▸ SOURCE DOCUMENT:

** START **

Less than three months later Pike was ordered on another venture. This time he and his men were sent to explore the headwaters of the Arkansas River. When they arrived in Colorado, Pike saw a towering peak. He decided to climb it. It was another miscalculation. He grossly underestimated the height of the mountain. Dressed only in thin cotton clothes, they struggled in deep snow and freezing temperatures, without making it to the top. Incidentally, although this mountain came to be known as Pike’s Peak, it was not something that Pike himself promoted.     
 
During this second expedition Pike miscalculated his location, and wandered into Spanish territory, where they were captured. He and his men were moved from Santa Fe, to Chihuahua, before being released. The whole time Pike was gathering information on the Spanish territory to be later given to his commanders.

** END **

▸ DIRECTIVE 1:
Quote the listing word for word, everything from its first line down to the line that contains "<point>86,498</point>", leaving the pictures out.

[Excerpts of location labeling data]
** START **

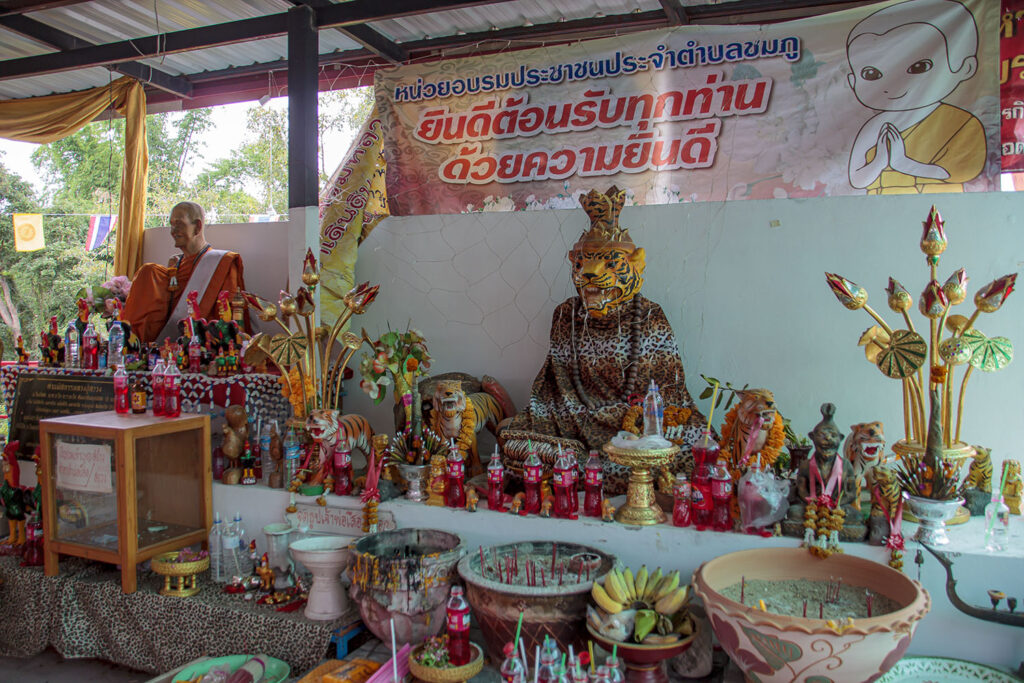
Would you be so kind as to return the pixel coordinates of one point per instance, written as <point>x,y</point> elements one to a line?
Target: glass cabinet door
<point>86,498</point>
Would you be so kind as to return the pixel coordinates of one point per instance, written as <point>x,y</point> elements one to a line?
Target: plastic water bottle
<point>231,559</point>
<point>157,385</point>
<point>458,628</point>
<point>71,346</point>
<point>216,545</point>
<point>653,412</point>
<point>90,348</point>
<point>116,345</point>
<point>996,525</point>
<point>122,404</point>
<point>292,454</point>
<point>512,671</point>
<point>172,390</point>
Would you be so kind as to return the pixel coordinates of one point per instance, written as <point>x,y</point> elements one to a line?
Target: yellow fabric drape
<point>53,117</point>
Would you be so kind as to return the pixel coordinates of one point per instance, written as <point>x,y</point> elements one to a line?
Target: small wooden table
<point>122,488</point>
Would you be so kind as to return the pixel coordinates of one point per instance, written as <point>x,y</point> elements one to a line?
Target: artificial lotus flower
<point>933,240</point>
<point>287,304</point>
<point>933,301</point>
<point>991,296</point>
<point>310,275</point>
<point>851,295</point>
<point>304,303</point>
<point>955,287</point>
<point>899,299</point>
<point>359,297</point>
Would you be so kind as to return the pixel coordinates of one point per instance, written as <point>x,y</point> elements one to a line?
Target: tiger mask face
<point>606,278</point>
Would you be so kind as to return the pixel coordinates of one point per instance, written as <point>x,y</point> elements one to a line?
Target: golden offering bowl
<point>640,509</point>
<point>182,573</point>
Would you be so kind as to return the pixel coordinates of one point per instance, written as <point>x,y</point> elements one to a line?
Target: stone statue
<point>826,472</point>
<point>607,343</point>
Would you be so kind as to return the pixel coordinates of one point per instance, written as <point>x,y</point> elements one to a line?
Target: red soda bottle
<point>593,481</point>
<point>563,485</point>
<point>682,495</point>
<point>531,473</point>
<point>496,482</point>
<point>195,354</point>
<point>172,391</point>
<point>342,471</point>
<point>705,453</point>
<point>458,628</point>
<point>157,384</point>
<point>455,494</point>
<point>122,403</point>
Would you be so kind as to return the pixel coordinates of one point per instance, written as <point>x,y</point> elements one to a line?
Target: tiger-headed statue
<point>607,343</point>
<point>864,450</point>
<point>460,417</point>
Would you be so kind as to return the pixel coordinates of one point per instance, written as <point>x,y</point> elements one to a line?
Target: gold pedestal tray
<point>640,509</point>
<point>179,578</point>
<point>960,453</point>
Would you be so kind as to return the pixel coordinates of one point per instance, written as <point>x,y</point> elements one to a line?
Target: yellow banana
<point>603,600</point>
<point>652,584</point>
<point>668,585</point>
<point>671,603</point>
<point>628,583</point>
<point>640,582</point>
<point>614,588</point>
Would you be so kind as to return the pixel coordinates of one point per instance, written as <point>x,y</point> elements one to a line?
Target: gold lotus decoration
<point>309,349</point>
<point>902,353</point>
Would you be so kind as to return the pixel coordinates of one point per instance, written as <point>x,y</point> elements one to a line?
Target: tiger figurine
<point>335,436</point>
<point>863,450</point>
<point>460,417</point>
<point>607,272</point>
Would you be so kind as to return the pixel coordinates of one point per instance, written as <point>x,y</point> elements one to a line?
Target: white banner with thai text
<point>898,97</point>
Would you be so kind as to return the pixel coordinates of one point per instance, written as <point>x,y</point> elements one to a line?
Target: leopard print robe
<point>558,412</point>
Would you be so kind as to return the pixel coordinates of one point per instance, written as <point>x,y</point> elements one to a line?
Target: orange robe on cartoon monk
<point>154,296</point>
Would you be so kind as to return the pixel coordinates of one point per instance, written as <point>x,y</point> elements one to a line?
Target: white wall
<point>748,301</point>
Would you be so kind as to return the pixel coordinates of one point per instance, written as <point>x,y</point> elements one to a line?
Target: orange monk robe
<point>150,302</point>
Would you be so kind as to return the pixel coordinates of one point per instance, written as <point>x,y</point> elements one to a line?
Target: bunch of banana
<point>647,607</point>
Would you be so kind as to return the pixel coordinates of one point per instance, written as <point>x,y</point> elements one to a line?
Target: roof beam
<point>675,12</point>
<point>347,13</point>
<point>66,41</point>
<point>23,6</point>
<point>371,39</point>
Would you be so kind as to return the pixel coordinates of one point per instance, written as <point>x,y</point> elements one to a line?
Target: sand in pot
<point>838,601</point>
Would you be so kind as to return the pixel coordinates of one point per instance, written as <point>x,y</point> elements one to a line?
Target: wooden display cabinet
<point>122,488</point>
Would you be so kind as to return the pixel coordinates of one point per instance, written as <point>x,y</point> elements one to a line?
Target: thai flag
<point>99,227</point>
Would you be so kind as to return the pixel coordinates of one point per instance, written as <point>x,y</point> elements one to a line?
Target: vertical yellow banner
<point>29,231</point>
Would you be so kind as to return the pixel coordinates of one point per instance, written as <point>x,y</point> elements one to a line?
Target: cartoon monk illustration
<point>904,59</point>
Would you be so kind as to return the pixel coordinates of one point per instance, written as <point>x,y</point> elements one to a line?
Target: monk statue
<point>158,298</point>
<point>607,343</point>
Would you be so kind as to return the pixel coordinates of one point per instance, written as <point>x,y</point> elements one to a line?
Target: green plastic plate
<point>276,671</point>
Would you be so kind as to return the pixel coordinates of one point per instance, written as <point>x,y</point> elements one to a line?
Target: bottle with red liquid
<point>90,348</point>
<point>195,354</point>
<point>458,628</point>
<point>172,391</point>
<point>122,403</point>
<point>682,495</point>
<point>531,473</point>
<point>455,493</point>
<point>721,494</point>
<point>496,482</point>
<point>705,453</point>
<point>342,471</point>
<point>157,385</point>
<point>562,481</point>
<point>593,481</point>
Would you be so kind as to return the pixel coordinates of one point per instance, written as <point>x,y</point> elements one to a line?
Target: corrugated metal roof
<point>504,15</point>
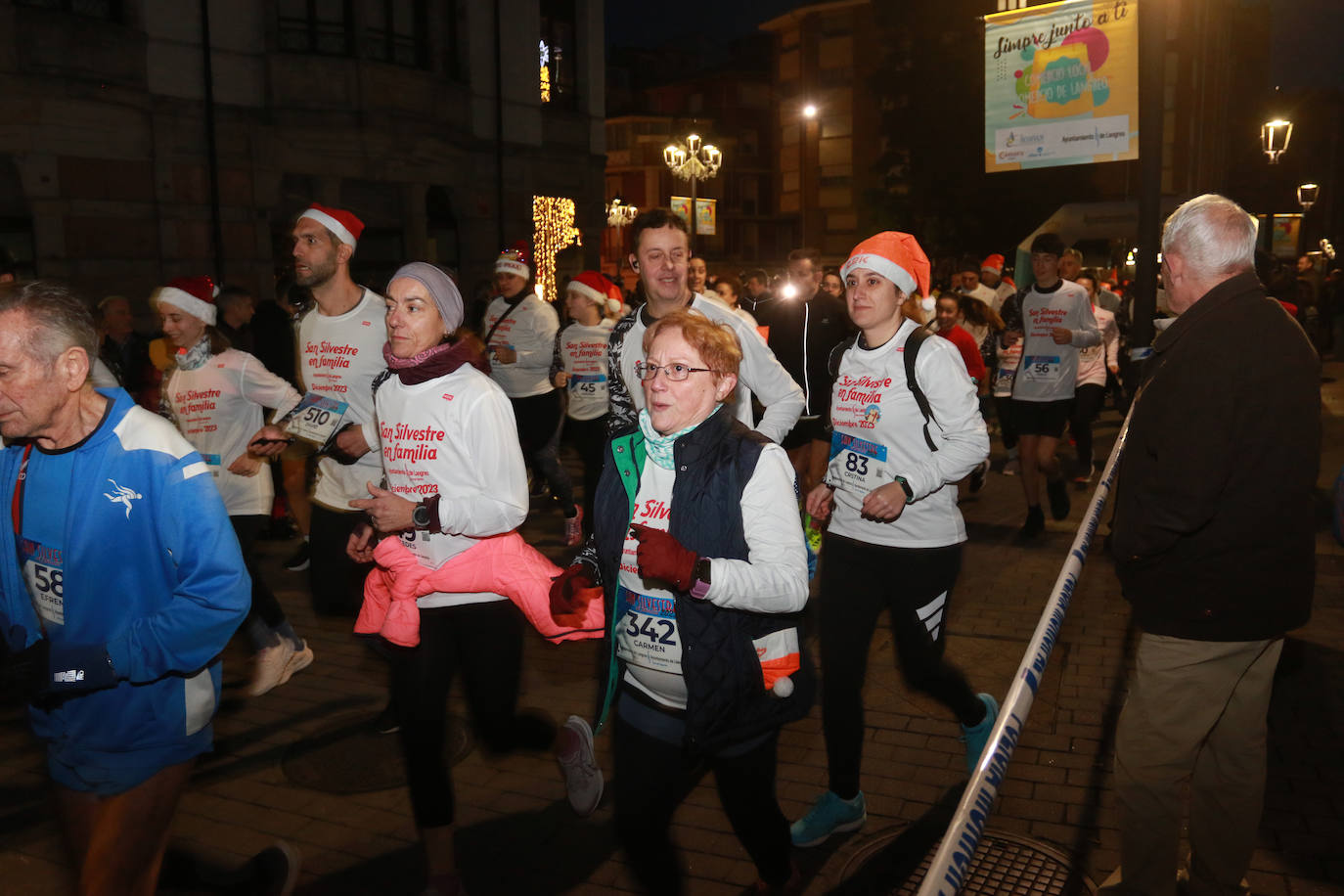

** END **

▸ DIRECTIVE 2:
In the passage on Pike's expeditions, what were Pike and his men sent to explore?

▸ EXPECTED ANSWER 1:
Would you be so kind as to return the pixel coordinates of one point per instance, written as <point>x,y</point> elements one to a line?
Target: glass cabinet door
<point>86,498</point>

▸ EXPECTED ANSWER 2:
The headwaters of the Arkansas River.